### [EXERCISE GOAL]
Show every line of the data below that includes the word "door".
———
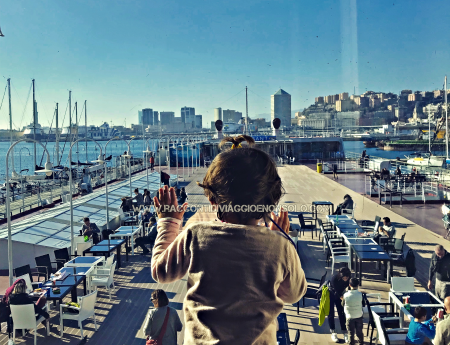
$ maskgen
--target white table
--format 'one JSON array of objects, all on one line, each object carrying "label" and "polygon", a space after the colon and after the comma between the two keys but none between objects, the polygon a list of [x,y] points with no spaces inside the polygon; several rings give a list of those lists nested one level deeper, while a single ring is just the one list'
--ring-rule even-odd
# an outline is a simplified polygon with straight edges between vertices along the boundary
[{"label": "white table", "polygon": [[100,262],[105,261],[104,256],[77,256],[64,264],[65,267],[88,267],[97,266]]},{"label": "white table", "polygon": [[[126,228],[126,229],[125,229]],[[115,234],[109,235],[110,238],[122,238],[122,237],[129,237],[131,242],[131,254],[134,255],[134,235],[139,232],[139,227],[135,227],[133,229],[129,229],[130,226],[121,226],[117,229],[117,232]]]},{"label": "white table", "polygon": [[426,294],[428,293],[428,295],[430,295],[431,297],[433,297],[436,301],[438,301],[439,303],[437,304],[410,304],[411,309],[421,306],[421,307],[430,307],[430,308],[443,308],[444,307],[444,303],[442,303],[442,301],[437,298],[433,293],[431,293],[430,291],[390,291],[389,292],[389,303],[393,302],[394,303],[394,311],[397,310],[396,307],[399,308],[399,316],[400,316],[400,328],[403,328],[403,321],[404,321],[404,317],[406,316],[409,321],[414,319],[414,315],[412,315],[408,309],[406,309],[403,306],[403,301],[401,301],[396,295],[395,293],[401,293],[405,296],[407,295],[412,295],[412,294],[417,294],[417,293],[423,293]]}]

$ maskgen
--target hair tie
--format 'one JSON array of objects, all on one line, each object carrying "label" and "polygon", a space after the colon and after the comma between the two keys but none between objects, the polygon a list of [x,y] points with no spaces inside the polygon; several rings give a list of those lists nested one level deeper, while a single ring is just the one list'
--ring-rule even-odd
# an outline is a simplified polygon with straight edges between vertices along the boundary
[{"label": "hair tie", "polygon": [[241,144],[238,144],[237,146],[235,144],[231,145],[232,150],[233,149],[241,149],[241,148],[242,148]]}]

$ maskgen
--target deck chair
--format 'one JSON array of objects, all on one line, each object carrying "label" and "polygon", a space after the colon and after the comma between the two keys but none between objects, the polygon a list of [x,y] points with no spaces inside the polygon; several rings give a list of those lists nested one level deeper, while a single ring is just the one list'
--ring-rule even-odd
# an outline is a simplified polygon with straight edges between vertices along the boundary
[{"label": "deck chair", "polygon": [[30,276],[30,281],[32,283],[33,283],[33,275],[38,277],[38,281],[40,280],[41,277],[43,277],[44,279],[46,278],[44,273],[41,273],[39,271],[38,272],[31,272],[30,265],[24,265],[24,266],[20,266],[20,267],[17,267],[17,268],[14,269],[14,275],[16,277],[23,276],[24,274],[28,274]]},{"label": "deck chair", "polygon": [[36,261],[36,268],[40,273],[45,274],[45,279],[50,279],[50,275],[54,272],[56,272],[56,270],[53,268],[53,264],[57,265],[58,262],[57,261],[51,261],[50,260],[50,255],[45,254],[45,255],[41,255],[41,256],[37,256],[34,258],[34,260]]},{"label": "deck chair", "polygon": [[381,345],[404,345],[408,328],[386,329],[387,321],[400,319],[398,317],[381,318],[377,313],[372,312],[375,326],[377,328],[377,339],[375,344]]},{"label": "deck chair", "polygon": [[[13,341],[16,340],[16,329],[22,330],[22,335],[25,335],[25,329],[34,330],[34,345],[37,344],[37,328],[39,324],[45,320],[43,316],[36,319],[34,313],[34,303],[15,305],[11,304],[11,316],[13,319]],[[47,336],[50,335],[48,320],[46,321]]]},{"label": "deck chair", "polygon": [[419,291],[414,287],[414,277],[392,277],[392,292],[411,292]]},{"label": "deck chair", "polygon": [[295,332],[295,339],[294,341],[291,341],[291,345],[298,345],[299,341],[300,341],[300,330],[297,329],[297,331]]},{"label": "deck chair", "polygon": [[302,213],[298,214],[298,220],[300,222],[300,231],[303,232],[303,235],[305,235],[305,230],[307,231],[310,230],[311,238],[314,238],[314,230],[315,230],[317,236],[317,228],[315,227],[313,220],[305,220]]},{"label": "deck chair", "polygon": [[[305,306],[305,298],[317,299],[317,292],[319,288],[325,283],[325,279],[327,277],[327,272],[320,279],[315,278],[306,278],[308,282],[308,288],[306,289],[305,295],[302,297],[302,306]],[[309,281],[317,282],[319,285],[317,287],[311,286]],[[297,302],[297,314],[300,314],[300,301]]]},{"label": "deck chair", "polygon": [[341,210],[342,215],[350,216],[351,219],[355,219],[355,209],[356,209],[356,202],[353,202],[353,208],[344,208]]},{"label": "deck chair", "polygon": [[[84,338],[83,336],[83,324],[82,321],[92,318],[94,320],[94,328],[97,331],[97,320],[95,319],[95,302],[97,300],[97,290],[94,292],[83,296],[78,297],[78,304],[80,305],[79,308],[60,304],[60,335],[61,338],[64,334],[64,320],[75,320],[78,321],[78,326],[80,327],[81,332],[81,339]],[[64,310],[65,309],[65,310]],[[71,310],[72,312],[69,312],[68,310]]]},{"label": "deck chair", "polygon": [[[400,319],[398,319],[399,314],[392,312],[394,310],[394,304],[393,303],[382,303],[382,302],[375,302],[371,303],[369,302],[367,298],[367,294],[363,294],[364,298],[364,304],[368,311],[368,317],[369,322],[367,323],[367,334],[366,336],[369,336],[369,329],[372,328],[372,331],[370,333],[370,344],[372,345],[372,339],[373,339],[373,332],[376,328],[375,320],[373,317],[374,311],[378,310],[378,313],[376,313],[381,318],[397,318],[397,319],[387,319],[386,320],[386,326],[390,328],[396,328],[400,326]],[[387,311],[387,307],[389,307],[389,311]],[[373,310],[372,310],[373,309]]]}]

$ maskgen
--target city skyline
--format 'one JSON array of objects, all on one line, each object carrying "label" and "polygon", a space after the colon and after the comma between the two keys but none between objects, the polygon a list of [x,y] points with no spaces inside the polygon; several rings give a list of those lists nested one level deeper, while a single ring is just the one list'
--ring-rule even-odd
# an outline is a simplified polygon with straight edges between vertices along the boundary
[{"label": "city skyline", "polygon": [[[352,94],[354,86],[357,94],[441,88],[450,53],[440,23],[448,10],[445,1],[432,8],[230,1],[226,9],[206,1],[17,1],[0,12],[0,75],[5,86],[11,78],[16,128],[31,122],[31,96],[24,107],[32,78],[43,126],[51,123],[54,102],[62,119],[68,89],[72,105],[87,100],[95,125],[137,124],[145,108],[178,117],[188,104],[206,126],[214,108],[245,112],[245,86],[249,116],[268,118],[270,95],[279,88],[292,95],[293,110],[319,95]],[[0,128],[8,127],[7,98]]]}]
———
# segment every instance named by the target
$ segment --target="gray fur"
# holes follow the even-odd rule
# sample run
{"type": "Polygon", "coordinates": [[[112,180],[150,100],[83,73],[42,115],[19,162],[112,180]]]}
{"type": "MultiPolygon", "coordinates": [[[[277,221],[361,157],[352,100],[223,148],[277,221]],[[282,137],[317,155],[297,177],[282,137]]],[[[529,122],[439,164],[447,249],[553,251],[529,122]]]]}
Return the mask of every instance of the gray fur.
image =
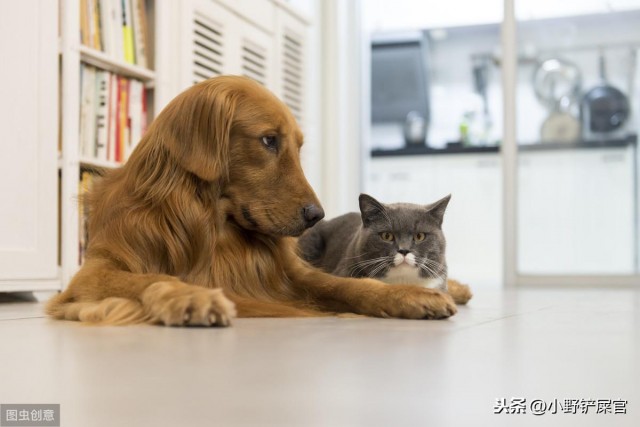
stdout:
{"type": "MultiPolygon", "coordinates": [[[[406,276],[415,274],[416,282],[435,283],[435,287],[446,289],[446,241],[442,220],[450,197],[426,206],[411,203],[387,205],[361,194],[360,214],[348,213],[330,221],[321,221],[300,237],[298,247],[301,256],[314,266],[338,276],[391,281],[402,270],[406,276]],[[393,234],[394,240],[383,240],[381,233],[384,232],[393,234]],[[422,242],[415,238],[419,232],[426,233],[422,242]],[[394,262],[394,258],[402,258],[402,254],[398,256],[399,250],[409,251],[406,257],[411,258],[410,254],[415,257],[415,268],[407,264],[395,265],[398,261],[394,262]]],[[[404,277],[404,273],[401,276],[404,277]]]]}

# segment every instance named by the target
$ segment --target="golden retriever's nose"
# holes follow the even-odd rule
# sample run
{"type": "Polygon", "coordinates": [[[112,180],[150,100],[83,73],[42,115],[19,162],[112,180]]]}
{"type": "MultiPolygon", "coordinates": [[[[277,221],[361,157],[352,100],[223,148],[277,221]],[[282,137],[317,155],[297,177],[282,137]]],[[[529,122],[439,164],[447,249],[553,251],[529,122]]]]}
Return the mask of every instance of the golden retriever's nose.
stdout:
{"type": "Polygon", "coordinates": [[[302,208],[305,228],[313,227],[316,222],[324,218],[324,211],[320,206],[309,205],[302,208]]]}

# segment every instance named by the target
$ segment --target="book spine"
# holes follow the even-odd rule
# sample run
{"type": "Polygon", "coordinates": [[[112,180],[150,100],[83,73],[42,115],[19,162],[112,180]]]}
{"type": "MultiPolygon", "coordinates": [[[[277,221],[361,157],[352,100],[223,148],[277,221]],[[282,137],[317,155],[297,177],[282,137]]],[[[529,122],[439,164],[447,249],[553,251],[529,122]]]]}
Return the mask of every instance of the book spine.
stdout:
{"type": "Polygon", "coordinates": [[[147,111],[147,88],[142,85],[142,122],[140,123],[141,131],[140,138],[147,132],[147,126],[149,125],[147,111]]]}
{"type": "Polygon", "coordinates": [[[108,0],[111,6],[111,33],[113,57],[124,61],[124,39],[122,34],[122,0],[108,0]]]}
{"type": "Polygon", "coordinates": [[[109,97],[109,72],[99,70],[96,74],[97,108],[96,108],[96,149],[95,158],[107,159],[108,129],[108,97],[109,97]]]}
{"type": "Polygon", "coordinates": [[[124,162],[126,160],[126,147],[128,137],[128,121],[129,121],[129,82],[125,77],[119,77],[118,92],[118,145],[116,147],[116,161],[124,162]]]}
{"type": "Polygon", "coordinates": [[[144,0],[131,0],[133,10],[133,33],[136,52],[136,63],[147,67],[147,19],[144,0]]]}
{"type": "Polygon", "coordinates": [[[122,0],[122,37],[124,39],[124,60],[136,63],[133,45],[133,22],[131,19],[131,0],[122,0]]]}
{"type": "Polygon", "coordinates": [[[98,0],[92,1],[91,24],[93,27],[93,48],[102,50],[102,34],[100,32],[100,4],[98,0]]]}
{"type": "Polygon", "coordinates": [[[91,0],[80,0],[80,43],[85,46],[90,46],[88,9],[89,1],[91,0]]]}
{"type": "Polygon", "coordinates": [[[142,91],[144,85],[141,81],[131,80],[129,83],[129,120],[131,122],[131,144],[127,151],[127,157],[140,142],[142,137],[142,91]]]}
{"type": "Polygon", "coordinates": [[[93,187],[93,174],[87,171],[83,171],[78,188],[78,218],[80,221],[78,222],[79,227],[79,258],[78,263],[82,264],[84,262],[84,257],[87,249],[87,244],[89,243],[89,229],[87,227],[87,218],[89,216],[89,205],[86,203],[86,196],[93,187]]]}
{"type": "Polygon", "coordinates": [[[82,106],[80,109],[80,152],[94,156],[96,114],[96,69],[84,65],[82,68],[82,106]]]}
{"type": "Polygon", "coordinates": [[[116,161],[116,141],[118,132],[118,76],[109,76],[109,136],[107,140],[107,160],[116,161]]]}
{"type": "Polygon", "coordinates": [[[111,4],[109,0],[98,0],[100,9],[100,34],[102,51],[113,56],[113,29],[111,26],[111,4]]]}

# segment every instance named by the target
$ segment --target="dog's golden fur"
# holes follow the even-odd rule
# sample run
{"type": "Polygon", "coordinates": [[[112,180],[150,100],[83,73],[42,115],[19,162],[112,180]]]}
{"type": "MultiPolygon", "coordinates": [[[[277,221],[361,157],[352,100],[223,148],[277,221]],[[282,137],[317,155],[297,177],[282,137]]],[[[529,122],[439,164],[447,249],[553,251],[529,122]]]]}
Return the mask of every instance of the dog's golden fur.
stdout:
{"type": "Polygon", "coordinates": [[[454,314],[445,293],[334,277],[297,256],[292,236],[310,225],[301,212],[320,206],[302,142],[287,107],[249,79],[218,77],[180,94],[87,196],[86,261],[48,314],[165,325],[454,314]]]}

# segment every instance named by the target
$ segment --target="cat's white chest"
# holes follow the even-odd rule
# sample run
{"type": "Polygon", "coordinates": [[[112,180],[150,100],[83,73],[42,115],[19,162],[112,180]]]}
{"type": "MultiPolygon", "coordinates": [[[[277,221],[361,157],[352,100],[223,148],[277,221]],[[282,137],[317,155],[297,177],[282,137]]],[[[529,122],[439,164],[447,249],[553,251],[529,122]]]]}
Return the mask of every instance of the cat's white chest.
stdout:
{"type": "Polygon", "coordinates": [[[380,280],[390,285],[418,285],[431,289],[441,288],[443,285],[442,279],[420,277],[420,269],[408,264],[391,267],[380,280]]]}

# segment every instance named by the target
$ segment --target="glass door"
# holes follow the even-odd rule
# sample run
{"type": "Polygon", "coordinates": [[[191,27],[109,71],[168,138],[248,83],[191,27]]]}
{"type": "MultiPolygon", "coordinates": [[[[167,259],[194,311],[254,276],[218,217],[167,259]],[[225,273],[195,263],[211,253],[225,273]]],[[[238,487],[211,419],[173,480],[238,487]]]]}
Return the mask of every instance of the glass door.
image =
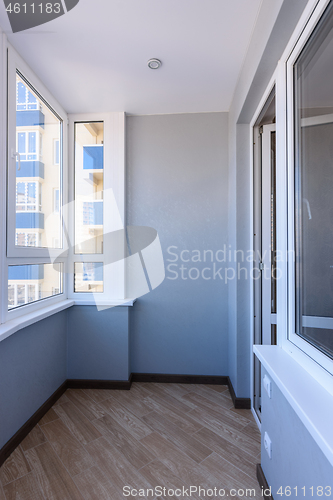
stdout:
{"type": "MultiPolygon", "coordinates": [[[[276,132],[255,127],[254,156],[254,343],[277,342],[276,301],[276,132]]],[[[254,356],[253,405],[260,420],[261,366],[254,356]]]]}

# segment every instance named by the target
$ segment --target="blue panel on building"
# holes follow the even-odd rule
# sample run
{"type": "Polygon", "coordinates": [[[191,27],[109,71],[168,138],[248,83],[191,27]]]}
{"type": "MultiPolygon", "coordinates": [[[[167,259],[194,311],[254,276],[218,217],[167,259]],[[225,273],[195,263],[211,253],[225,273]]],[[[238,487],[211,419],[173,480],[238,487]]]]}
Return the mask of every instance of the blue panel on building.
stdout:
———
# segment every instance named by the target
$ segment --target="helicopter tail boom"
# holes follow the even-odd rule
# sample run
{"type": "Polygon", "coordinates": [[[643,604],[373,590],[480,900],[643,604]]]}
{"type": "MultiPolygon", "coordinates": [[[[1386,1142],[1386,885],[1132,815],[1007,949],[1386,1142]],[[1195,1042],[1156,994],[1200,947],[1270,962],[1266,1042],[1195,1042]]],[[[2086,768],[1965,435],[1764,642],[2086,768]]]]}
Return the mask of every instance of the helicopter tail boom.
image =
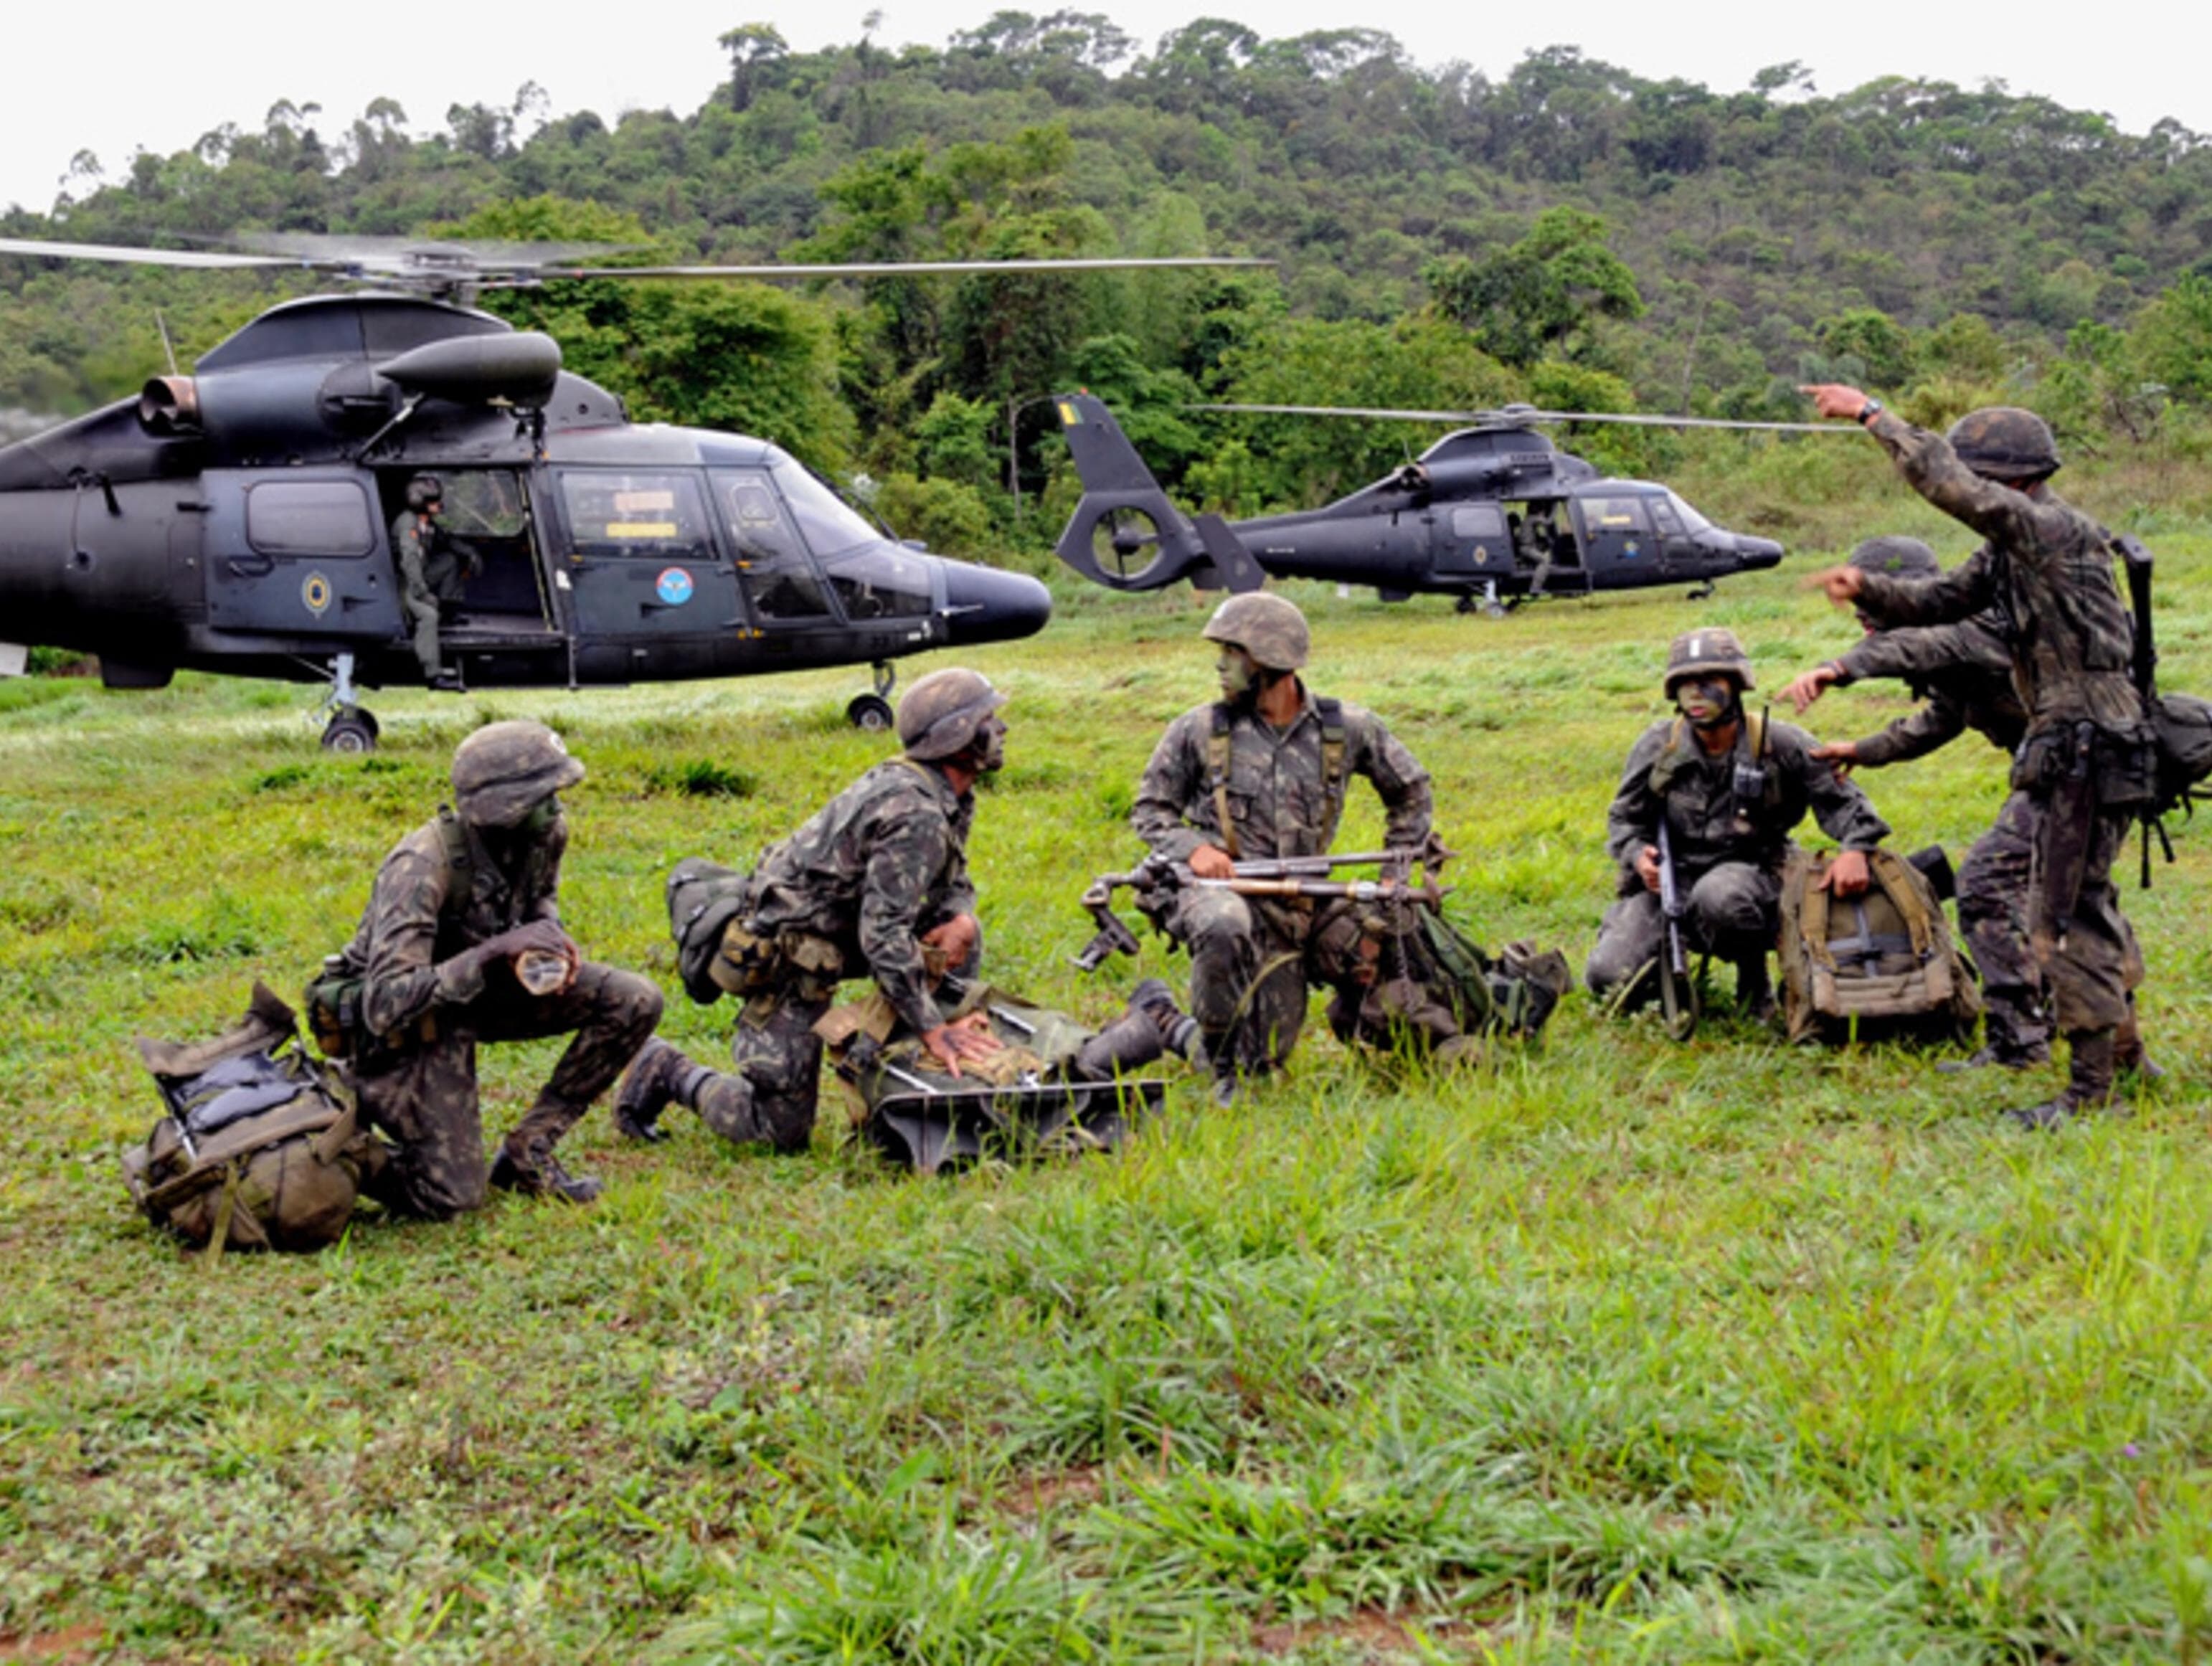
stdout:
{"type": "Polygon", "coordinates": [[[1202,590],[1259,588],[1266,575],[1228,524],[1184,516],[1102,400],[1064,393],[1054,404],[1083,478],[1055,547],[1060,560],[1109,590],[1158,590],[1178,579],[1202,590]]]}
———
### [EXERCISE RESULT]
$ segment --target="glass door"
Return the mask of every instance of the glass door.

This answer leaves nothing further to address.